__TEKS EKSTRAKSI__
——————————
Sinopsis Film Inside Job
Film yang memenangkan Oscar tahun
2011 melalui kategori Best Documentary Feature ini menceritakan secara gamblang
mengenai bencana krisis finansial yang dialami Amerika Serikat tahun 2008
silam. Film
Charles Ferguson ‘Inside Job’ melibatkan pihak pihak yang memiliki pengaruh yang sangat kuat di dalam
perekonomian Amerika pada saat itu, pihak-pihak yang dilibatkan dalam film
documenter ini ialah investor, politisi, pekerja sex
komersial, wartawan, dan akademisi. Misalnya, ahli ekonomi Harvard University,
dan mantan kepala Dewan Penasehat Ekonomi di bawah pemerintahan Presiden Ronald
Reagan, Martin Feldstein, adalah seorang direktur perusahaan asuransi AIG dan
mantan anggota dewan dari bank investasi JP Morgan & Co. Para profesor
terkemuka dan anggota fakultas terkemuka dari bidang ekonomi dan kalangan
sekolah bisnis, konsultan, atau penceramah. Sebagai contoh, dekan Columbia
Business School saat ini, Glenn Hubbard dan Penasehat Ekonomi pada masa George
W. Bush serta Ketua Jurusan ekonomi Harvard saat ini, John Y.
——————————
__CUPLIKAN DAFTAR__

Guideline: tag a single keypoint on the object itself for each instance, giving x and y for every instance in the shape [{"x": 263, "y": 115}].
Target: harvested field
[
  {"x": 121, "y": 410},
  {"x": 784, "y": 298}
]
——————————
__TUGAS 1__
Tentukan apakah setiap pernyataan berikut sesuai dengan sinopsis film Inside Job. Jawab ya atau tidak, lalu kutip kata-kata penentunya dari sinopsis itu.
(a) Film ini meraih Oscar tahun 2011 untuk kategori Best Documentary Feature.
(b) Krisis finansial yang diceritakan terjadi pada tahun 2010.
(c) Martin Feldstein disebut sebagai ahli ekonomi dari Yale University.
__TUGAS 2__
Jawab pertanyaan berikut berdasarkan sinopsis film Inside Job.
(a) Negara mana yang mengalami krisis finansial dalam film ini?
(b) Martin Feldstein menjadi direktur di perusahaan asuransi apa?
(c) Siapa dekan Columbia Business School saat ini?
__TUGAS 3__
Tolong lanjutkan tulisan sinopsis film Inside Job mulai dari titik berhentinya.

__JAWABAN 1__
(a) Ya: "memenangkan Oscar tahun 2011 melalui kategori Best Documentary Feature"
(b) Tidak: "krisis finansial yang dialami Amerika Serikat tahun 2008"
(c) Tidak: "ahli ekonomi Harvard University"

__JAWABAN 2__
(a) Amerika Serikat
(b) AIG
(c) Glenn Hubbard

__JAWABAN 3__
Film ini terbagi menjadi 5 rangkaian
cerita, Bagian pertama dari film ini, yang bertajuk How We Got Here,
menceritakan tentang penyebab krisis yang telah membuat lima belas juta orang
di seluruh dunia tenggelam di bawah garis kemiskinan. Pada awalnya, setelah
Great Depression, lembaga-lembaga keuangan di AS diatur secara ketat oleh
peraturan pemerintah dan bank-bank tidak diperbolehkan untuk melakukan
investasi yang berisiko atas uang para deposannya. Namun, pada tahun 1980-an,
lembaga-lembaga keuangan dilepas ke publik dan Presiden Ronald Reagan memulai
era deregulasi keuangan yang kini telah berjalan sekitar 30 tahun. Deregulasi
itu membuat lembaga-lembaga keuangan memiliki hak untuk memasukkan uang para
deposannya ke dalam investasi yang lebih beresiko. Wall Street pun tumbuh
semakin besar dan kuat dengan jumlah investasi yang kian meningkat pula.
Pada tahun 2001, kembali muncul
terobosan yang lebih powerfull dan menguntungkan dalam pasar keuangan, biasa
disebut dengan collateralized debt obligation (CDO). CDO merupakan instrumen
derivatif gabungan dari kredit perumahan (mortgages), corporate buy-out debt,
car loans, student loans, dan juga credit card debts yang dijual oleh bank
kepada para investor di seluruh dunia. Dengan sistem ini, bank tidak lagi
mengkhawatirkan apakah mortgages yang disalurkan ke masyarakat akan dilunasi
atau tidak karena bank telah mendapat uang dari investor sebagai hasil
penjualan CDO. Mortgages pun akhirnya banyak diberikan pada orang-orang yang
tidak sanggup melunasinya.
Sebagian besar instrumen CDO
mendapat peringkat AAA, yaitu peringkat investasi teraman yang setara dengan
obligasi pemerintah AS. Namun, hal itu hanya semu belaka karena sistem ini
menyimpan resiko bagaikan sebuah bom waktu yang aktif. Lagi-lagi, tidak ada
regulasi yang dibuat oleh pemerintah untuk mengatur instrumen ini, dan
dampaknya adalah kredit mortgages meningkat sebesar empat kali lipat dalam
periode 2002-2006.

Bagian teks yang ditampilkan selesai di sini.